Required tasks:
1 - Answer these questions from the thread about waste disposal companies, one answer per line:
(a) How many locations does the company goldsilverpro has used have?
(b) What does CESQG stand for?
(c) What document does 4metals say must be filled out?
2 - In the waste disposal thread, write out the passage starting with "does anyone know the actual" and going on through "goldsilverpro (May 30, 2009)", substituting "phone" for "telephone".
3 - Resume the forum thread on waste disposal companies after its last sentence.

Selected extract:
☆ ☆ ☆ ☆ ☆

# waste disposal companies info please?



## Anonymous (May 30, 2009)

does anyone know the actual name of a company that will accept acid waste and metal nitrate soloutions for a price . 
does anyone know the correct questions to ask when searching for such a company online or over the telephone ? 
best regards - goo


----------



## goldsilverpro (May 30, 2009)

I have used these guys a lot over the years. They have 110 locations. I don't know what their minimum quantity is.
http://www.univarusa.com/chemcare.htm


----------



## 4metals (May 30, 2009)

They will require you to have a company. You will have to fill out a hazardous waste manifest, and unless you are a CESQG (conditionally exempt small quantity generator) you will need an EPA ID #. In short if you are a hobbyist or a very small business, it may pay to treat your waste yourself. Specifically what quantities of waste do you have?

☆ ☆ ☆ ☆ ☆

Extracted records:
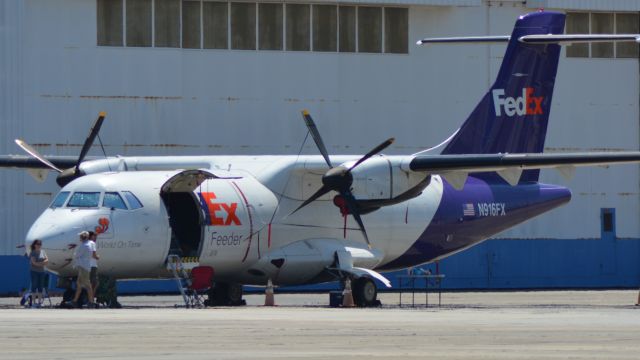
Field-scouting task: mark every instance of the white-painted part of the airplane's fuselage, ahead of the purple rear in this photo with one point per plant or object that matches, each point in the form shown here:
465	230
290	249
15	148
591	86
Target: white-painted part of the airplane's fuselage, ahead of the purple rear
249	217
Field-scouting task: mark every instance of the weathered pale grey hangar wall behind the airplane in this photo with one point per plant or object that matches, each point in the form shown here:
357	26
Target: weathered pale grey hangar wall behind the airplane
162	101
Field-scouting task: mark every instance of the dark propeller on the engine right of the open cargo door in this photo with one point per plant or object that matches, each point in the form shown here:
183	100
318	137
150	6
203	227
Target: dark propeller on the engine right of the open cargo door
339	178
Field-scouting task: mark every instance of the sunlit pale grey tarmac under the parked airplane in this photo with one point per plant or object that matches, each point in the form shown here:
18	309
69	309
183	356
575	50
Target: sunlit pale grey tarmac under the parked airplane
470	325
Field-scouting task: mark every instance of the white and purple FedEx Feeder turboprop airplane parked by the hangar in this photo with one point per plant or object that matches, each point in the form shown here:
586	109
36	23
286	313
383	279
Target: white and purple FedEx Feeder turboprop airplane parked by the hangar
310	219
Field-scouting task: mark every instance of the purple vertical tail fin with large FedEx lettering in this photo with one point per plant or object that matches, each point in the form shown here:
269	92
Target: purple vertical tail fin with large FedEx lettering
512	117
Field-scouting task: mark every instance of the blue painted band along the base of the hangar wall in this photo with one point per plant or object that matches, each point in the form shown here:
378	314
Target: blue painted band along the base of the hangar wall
494	264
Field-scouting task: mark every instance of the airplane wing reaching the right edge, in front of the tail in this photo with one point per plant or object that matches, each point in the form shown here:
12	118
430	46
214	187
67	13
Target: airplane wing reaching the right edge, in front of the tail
455	168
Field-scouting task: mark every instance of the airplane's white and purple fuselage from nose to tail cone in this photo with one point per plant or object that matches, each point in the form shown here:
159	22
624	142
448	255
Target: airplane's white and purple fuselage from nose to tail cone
239	220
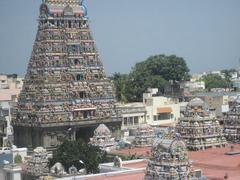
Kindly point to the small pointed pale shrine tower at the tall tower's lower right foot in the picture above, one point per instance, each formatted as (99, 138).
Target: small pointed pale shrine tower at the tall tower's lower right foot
(103, 138)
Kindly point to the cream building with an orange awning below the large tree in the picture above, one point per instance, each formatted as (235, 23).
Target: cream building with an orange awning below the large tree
(160, 110)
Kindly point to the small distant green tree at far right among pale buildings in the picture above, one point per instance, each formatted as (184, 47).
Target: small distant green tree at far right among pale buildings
(214, 81)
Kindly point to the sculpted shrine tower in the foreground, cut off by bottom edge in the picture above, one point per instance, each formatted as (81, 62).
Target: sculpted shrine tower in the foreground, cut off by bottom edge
(169, 161)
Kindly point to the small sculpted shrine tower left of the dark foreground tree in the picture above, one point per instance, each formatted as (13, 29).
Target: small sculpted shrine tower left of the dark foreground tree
(36, 166)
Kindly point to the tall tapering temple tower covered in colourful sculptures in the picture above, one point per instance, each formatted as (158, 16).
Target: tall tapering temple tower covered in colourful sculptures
(66, 93)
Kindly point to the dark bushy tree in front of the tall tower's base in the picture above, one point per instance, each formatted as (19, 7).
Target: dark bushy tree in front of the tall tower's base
(71, 152)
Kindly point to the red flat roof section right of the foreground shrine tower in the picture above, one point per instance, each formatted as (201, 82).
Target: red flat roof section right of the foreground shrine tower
(215, 164)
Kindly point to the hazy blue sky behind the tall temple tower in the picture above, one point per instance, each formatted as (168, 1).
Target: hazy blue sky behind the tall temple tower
(206, 33)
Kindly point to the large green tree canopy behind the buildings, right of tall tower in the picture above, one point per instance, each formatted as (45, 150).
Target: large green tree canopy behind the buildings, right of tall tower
(155, 72)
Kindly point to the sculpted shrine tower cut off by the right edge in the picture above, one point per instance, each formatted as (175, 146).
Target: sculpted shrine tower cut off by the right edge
(231, 121)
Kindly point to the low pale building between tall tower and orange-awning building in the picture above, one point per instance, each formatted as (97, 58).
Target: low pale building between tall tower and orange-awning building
(133, 115)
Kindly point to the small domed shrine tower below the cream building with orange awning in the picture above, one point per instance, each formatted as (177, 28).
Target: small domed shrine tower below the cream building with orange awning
(144, 136)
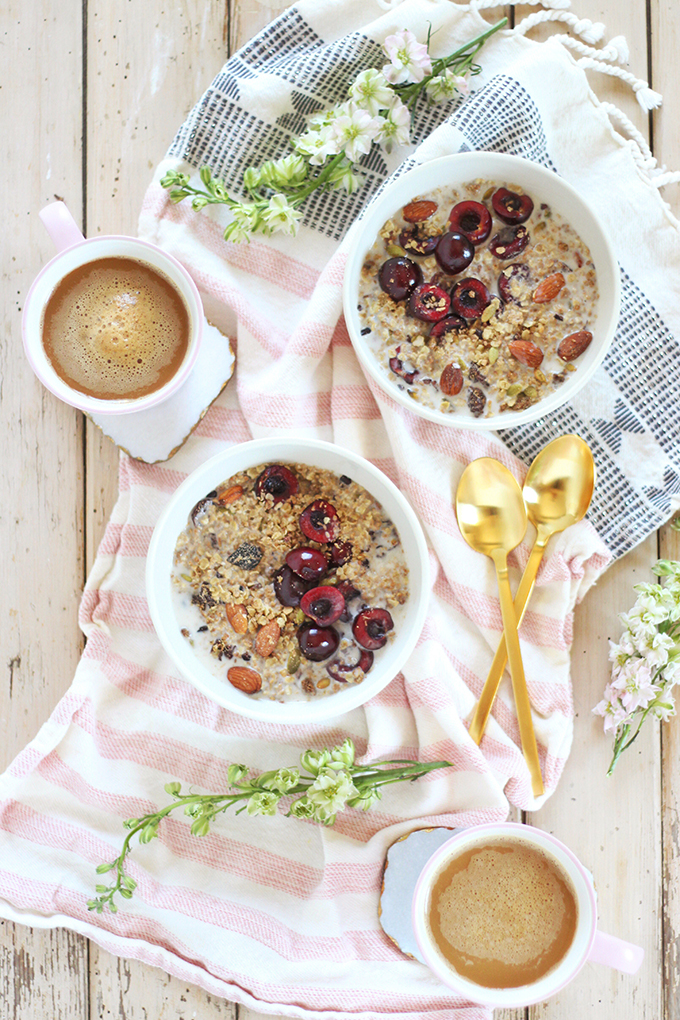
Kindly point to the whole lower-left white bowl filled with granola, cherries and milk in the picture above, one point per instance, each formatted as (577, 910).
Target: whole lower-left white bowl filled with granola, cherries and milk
(288, 580)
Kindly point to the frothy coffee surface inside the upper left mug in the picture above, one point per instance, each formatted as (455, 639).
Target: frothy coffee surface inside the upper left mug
(116, 329)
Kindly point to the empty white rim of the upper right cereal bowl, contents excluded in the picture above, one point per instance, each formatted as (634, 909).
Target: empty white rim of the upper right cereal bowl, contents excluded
(504, 164)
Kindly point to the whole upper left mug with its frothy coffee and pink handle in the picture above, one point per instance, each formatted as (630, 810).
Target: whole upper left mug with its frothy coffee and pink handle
(112, 325)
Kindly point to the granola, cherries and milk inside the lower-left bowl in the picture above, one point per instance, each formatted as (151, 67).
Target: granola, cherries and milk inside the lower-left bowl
(288, 580)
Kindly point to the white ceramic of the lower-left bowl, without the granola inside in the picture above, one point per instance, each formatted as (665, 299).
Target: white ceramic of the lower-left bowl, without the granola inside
(160, 564)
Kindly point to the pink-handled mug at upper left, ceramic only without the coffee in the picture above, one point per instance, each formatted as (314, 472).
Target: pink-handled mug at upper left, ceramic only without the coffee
(75, 251)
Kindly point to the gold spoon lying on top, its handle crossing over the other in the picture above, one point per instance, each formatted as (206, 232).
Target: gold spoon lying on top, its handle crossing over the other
(493, 521)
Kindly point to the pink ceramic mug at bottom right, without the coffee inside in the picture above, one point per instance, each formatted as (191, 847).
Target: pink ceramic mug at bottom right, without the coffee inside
(589, 943)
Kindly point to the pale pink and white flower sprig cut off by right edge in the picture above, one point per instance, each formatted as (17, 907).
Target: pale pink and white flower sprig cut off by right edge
(646, 664)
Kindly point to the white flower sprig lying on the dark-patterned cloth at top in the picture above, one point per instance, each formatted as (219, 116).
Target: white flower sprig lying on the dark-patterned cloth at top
(379, 111)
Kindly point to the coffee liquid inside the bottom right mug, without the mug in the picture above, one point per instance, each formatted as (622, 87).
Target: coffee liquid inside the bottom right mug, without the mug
(503, 914)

☆ ☆ ☆ ☆ ☆

Your responses:
1 -
(a) 110
(b) Conditionally exempt small quantity generator
(c) A hazardous waste manifest

2 -
does anyone know the actual name of a company that will accept acid waste and metal nitrate soloutions for a price . 
does anyone know the correct questions to ask when searching for such a company online or over the phone ? 
best regards - goo


----------



## goldsilverpro (May 30, 2009)

3 -
----------



## Anonymous (Jun 3, 2009)

thank you for the replies right at present i do not have any waste , im making the arrangements ahead of generating the waste i did some google searching and wasnt able to come up with anything so thats why i posted to the board - g


----------



## Lou (Jun 3, 2009)

Go and check with the Ohio EPA. It is all on their website.


----------



## joehast (Nov 11, 2009)

I'm also looking for someone who recycles used Sulfuric in Minnesota.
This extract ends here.